§ **What this task involves**:
The entries shown here must be retyped in full, with no pictures included.

Dataset entries:
_ _ _ _ _

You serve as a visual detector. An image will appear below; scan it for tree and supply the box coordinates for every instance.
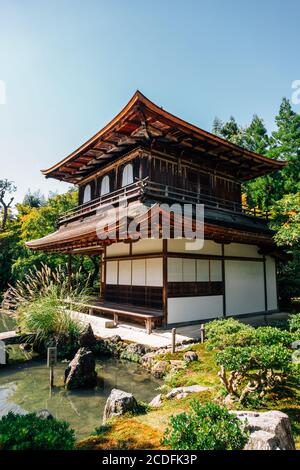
[22,190,46,208]
[0,179,16,230]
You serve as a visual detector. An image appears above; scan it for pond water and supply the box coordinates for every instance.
[0,357,161,439]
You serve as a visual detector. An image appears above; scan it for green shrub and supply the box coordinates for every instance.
[216,344,292,403]
[254,326,293,347]
[163,400,248,450]
[0,412,75,450]
[205,318,255,350]
[289,313,300,334]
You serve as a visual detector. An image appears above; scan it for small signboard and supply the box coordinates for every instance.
[47,347,57,367]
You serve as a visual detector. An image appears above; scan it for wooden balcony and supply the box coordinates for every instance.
[58,179,270,226]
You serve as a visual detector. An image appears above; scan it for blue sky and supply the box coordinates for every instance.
[0,0,299,203]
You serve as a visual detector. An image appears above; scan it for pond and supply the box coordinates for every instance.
[0,357,161,440]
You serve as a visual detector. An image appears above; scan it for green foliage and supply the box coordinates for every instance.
[163,400,248,450]
[289,313,300,334]
[271,192,300,247]
[205,318,255,350]
[0,412,75,450]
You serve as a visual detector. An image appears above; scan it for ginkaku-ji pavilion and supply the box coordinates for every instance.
[26,91,286,332]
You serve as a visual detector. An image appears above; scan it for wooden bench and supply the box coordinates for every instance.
[65,301,161,334]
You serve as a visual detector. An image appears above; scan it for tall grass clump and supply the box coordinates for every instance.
[4,263,91,355]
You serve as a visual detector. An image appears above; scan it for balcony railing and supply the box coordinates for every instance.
[58,178,270,226]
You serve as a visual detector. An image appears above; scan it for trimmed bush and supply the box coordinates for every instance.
[205,318,255,350]
[163,400,248,450]
[0,412,75,450]
[289,313,300,334]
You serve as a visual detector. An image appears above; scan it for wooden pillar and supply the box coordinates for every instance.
[221,244,226,317]
[263,255,268,312]
[67,254,72,293]
[162,239,168,326]
[100,246,107,301]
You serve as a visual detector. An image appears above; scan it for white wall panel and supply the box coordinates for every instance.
[168,239,222,255]
[196,259,210,281]
[183,259,196,281]
[146,258,163,286]
[106,261,118,284]
[132,239,163,254]
[132,259,146,286]
[224,243,262,258]
[266,256,278,311]
[168,296,223,323]
[210,260,222,281]
[168,258,183,282]
[118,260,132,285]
[106,242,130,257]
[225,260,265,315]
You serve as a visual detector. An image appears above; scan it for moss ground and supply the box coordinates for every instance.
[77,343,300,450]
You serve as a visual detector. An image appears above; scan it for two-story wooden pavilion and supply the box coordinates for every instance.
[26,91,286,331]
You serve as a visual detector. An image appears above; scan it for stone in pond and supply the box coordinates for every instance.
[64,347,97,390]
[79,323,96,348]
[151,360,169,378]
[103,388,138,423]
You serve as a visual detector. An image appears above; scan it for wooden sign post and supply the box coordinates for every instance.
[47,347,57,388]
[171,328,176,354]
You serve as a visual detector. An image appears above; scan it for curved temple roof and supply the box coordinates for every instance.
[42,91,286,183]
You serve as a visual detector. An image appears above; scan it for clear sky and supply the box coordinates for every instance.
[0,0,299,203]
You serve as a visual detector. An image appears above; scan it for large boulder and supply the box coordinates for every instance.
[151,360,169,378]
[166,385,209,400]
[79,324,96,348]
[103,388,138,423]
[233,411,295,450]
[183,351,198,363]
[121,343,152,362]
[64,347,97,390]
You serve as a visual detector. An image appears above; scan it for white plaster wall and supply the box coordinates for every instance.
[106,260,118,284]
[168,296,223,323]
[225,260,265,315]
[266,256,278,311]
[132,259,146,286]
[183,258,196,281]
[224,243,262,258]
[168,258,183,282]
[132,239,163,255]
[106,242,130,257]
[210,260,222,281]
[146,258,163,286]
[118,260,132,285]
[168,239,222,255]
[196,259,210,281]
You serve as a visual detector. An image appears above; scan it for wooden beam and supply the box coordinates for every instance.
[162,239,168,326]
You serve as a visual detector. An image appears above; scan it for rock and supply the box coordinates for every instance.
[183,351,198,362]
[166,385,208,400]
[126,343,152,356]
[141,352,156,368]
[151,361,169,378]
[105,321,116,328]
[79,324,96,348]
[103,388,138,423]
[233,411,295,450]
[110,335,122,343]
[36,409,54,420]
[64,347,97,390]
[149,394,163,408]
[170,360,186,369]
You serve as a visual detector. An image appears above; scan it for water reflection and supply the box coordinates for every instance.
[0,358,160,439]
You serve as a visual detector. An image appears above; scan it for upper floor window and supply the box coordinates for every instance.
[121,163,133,187]
[100,175,110,196]
[83,184,91,204]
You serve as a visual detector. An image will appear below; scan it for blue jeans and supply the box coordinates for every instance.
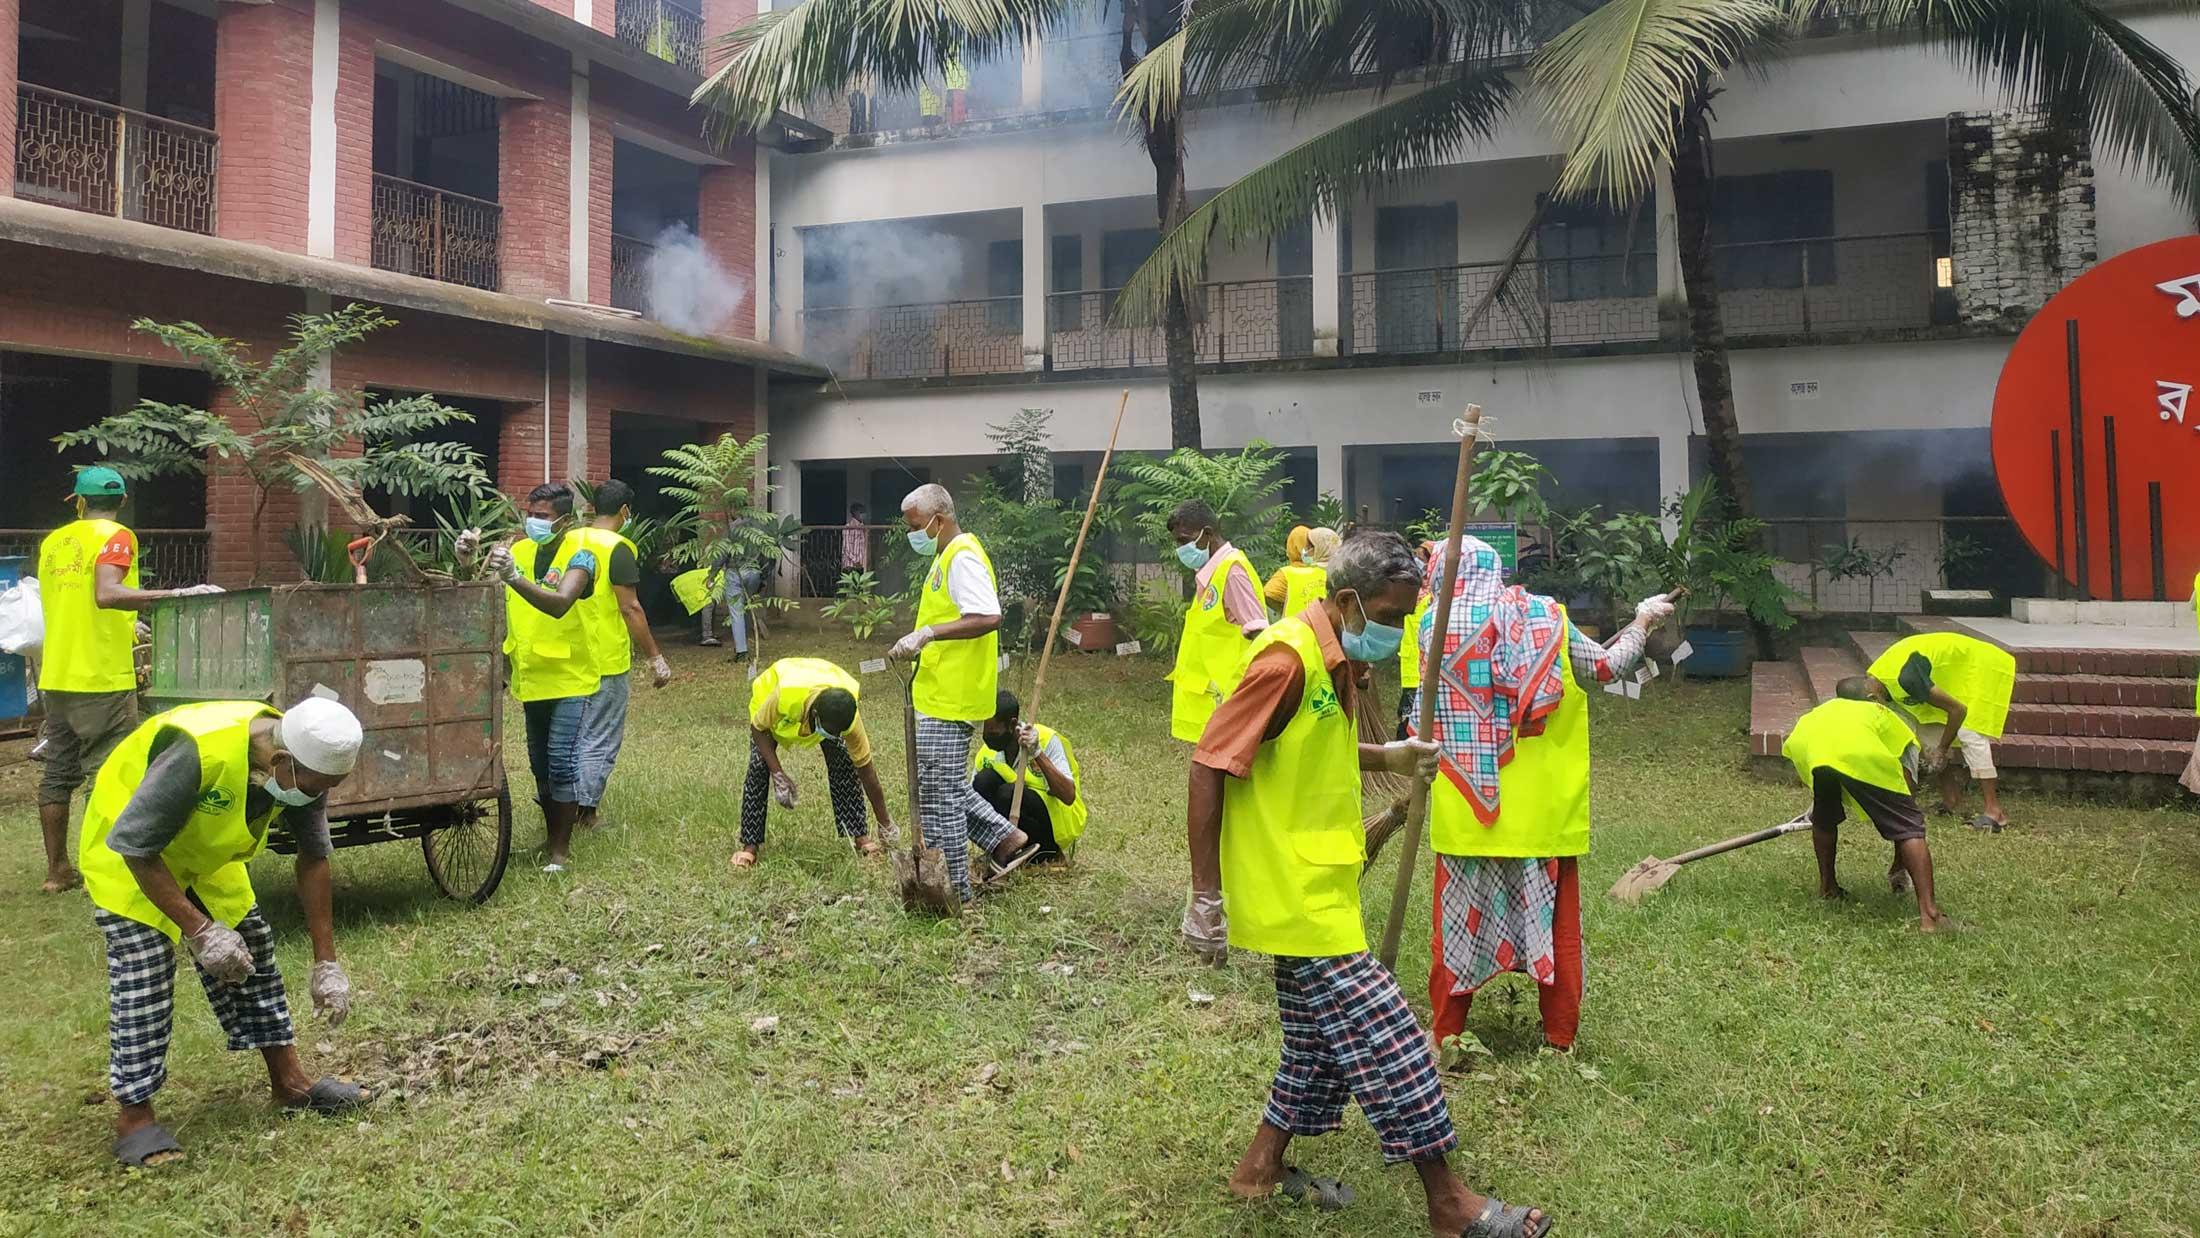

_ _ _ _ _

§ **Exercise answer**:
You serve as a visual detector. An image will appear below; scan it for tree and supply the box coordinates for every instance.
[22,190,46,208]
[0,179,16,230]
You serve as a visual detector. An image appears above; scan it for pond water and supply the box coordinates for every instance.
[0,357,161,439]
You serve as a visual detector. An image appears above; scan it for green shrub and supply the box coordinates for every instance.
[216,344,292,403]
[254,326,293,347]
[163,400,248,450]
[0,412,75,450]
[205,318,255,350]
[289,313,300,334]
You serve as a visual detector. An image appears above; scan it for small signboard and supply the box coordinates for every instance.
[47,347,57,367]
You serve as a visual detector. An image appears above; scan it for wooden balcony and supply the box coordinates for every instance.
[58,179,270,226]
You serve as a visual detector. An image appears above; scan it for blue sky and supply the box coordinates for every instance.
[0,0,299,203]
You serve as a visual detector. An image appears above; scan it for pond and supply the box coordinates for every instance.
[0,357,161,440]
You serve as a visual detector. An image appears above; scan it for green foliage and supply the box coordinates for every instance.
[163,400,248,450]
[289,313,300,334]
[271,192,300,247]
[205,318,255,350]
[0,412,75,450]
You serve as a visual detector. An image appears above; scan it for ginkaku-ji pavilion and supply the box coordinates for every instance.
[26,91,286,332]
You serve as a visual detector. An image appears above; scan it for wooden bench and supply the box coordinates for every instance.
[65,301,161,334]
You serve as a visual detector. An image appears above; scan it for tall grass clump and supply the box coordinates for every instance.
[4,263,91,355]
You serve as a visual detector. An image appears above; scan it for balcony railing and supply the box coordinates for every instance.
[58,178,270,226]
You serve as a visual detector. An image appears above; scan it for trimmed bush and supply the box coordinates for every instance.
[205,318,255,350]
[163,400,248,450]
[0,412,75,450]
[289,313,300,334]
You serve as a visual detector. An image appears above; scan it for wooden pillar and supply the box coordinates for every instance.
[221,244,226,317]
[263,255,268,312]
[67,254,72,293]
[162,239,168,326]
[100,246,107,301]
You serve as a visual detector. An image appears above; scan it for white wall panel and supply the box coordinates for every instance.
[168,239,222,255]
[196,259,210,281]
[183,259,196,281]
[146,258,163,286]
[106,261,118,284]
[132,239,163,254]
[132,259,146,286]
[224,243,262,258]
[266,256,278,311]
[168,296,223,323]
[210,260,222,281]
[168,258,183,282]
[118,260,132,285]
[106,242,130,257]
[225,260,265,315]
You serve as a visual detector. An image appears above; scan it for moss ground and supply the box coordinates for every instance.
[77,343,300,450]
You serve as a visual detector. An image appears above; scan it for two-story wooden pavilion and supply the box coordinates for every instance.
[26,91,286,331]
You serve as a visual detector. An image appears above; scan it for stone in pond and supply the box coordinates for every instance.
[64,347,97,390]
[79,323,96,348]
[151,360,169,378]
[103,388,138,423]
You serve as a visual detector. An image appears above; scan it for wooden sign post and supply the box coordinates for every instance.
[47,347,57,388]
[171,328,176,354]
You serve as a visual detector. An image appears above; scan it for curved temple roof and supply the box coordinates for every instance.
[42,91,286,183]
You serve as a visual detector. An image appears above; scan it for clear sky and supply the box coordinates for every instance.
[0,0,299,203]
You serve as a visual detector. An image appears above; scan it for large boulder and supply the box coordinates for every instance.
[151,360,169,378]
[166,385,209,400]
[79,324,96,348]
[103,388,138,423]
[233,411,295,450]
[183,351,198,363]
[121,343,152,362]
[64,347,97,390]
You serve as a visual detector. An image appears above; scan it for white plaster wall and supply the box coordinates for every instance.
[106,260,118,284]
[168,296,223,323]
[225,260,265,315]
[266,256,278,311]
[132,259,146,286]
[183,258,196,281]
[224,243,262,258]
[168,258,183,282]
[132,239,163,255]
[106,242,130,257]
[210,260,222,281]
[146,258,163,286]
[118,260,132,285]
[168,239,222,255]
[196,259,210,281]
You serve as a visual detector. An image appears above; scan it for wooden beam and supply the box coordinates for every instance.
[162,239,168,326]
You serve as a visual detector. An image appears above; scan it for rock and supply the box coordinates for every instance.
[183,351,198,362]
[166,385,208,400]
[126,343,152,356]
[141,352,156,368]
[151,361,169,378]
[105,321,116,328]
[79,324,96,348]
[103,388,138,423]
[233,411,295,450]
[110,335,122,343]
[36,409,54,420]
[64,347,97,390]
[149,394,163,408]
[170,360,186,369]
You serve as a visual detector. An image appears above; scan it for water reflection and supply the box coordinates for every instance.
[0,358,160,439]
You serve as a visual detector. An image appears above; scan it for upper floor window and supply the box coordinates for every instance.
[121,163,133,187]
[100,175,110,196]
[83,184,91,204]
You serve as a visual detector. An image will appear below; scan it for blue jeans and supply the box coordinates for every instance.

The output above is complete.